_Text_:
┄┄┄┄┄┄┄┄┄┄┄┄┄┄┄┄┄┄┄┄

I mention this because I’m struck by S.B.’s frenzied focus on creating new, better, and bigger theater seats. Every time I turn around, someone is opening a new theater. Or fixing up an old one. And all with cushier, more comfortable seats. All this is no doubt very cool. But where, I wonder, are all the new and improved asses to fill them? And what kind of shows will draw them? This past weekend, the newly renovated New Vic put on its first play, and by all accounts, it was bomb-ass. Likewise, the new and improved ​— ​if slightly smaller ​— ​Lobero just concluded its state-of-the-art renovation. No longer will women patrons have to wait three hours to use the bathrooms there; there will be two bars serving both soft and hard liquor, which I am told patrons will be allowed to take to their seats. Hey, the Lobero could get a little rowdy. According to my soggy-napkin calculations, downtown S.B. has nearly 10,000 theater seats. That includes the Arlington’s but none of the other movie theaters’. And in the past few years, we’ve spent nearly $100 million on theater renovation and expansion. That does not include the gobs of dough shelled out transforming the S.B. Bowl into a modern-day Stonehenge.

┄┄┄┄┄┄┄┄┄┄┄┄┄┄┄┄┄┄┄┄

_Data_:
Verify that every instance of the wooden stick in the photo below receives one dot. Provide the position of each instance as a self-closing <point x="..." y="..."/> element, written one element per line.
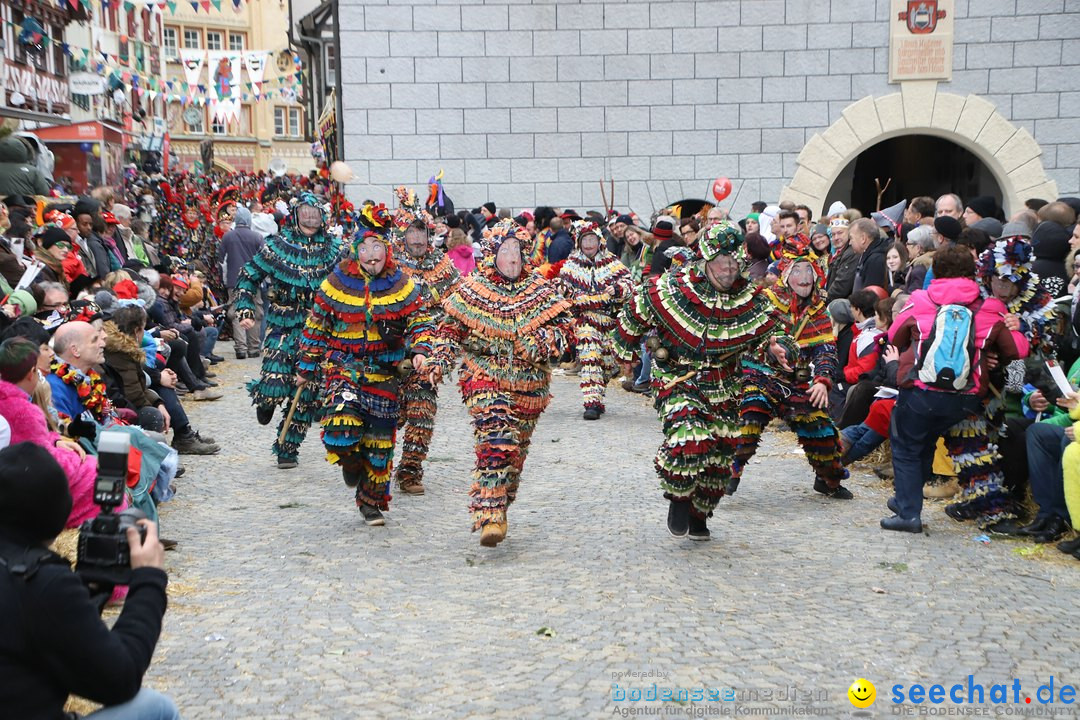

┄┄┄┄┄┄┄┄┄┄┄┄┄┄┄┄┄┄┄┄

_Set task 1_: How many theater seats does the piece on S.B. theater renovations say downtown S.B. has?
_Set task 2_: Pick up the piece on S.B. theater renovations after its last sentence and continue it.

_Output 1_: Nearly 10,000, counting the Arlington's but no other movie theater's.

_Output 2_:
And we ain’t hardly done. The school district, it turns out, has $3.5 million in bond money set aside to transform the amazing theater at La Cumbre Junior High School ​— ​1,100 seats ​— ​into an even more amazing performance space. And already the La Cumbre Foundation is out beating the bushes to raise about $250,000 in private donations to give the campus an inviting facelift so that passersby will want to stop and see the show. This is part and parcel of a semi-coherent master plan now congealing among disparate parties all conspiring to give Santa Barbara’s long-neglected Westside a cultural center of gravity around which commerce and neighborhood pride can thrive. And how could anyone possibly argue with that? As a Westside resident, it would be very cool. But I would also suggest that Bohnett Park ​— ​the only park serving the whole Westside ​— ​desperately needs some well-intentioned philanthropists to cover the cost of installing high-end AstroTurf. The park’s less-than-regulation soccer field gets such intense action that no amount of resodding can possibly do the trick.

With all the focus on the infrastructure, sometimes programming gets lost in the shuffle. Ashland has its Shakespeare Festival, Santa Fe has its opera, and Newport has jazz. Aside from the three-ring circus of our film festival, Santa Barbara has yet to develop a signature event. With our vast constellation of new ’n’ improved venues, it’s high time we put our minds to that task. When we do, we can flip Mr. P-Funk’s cozmic equation on its head and write ​— ​preferably under the city seal ​— ​“Free your mind, and your ass will follow.”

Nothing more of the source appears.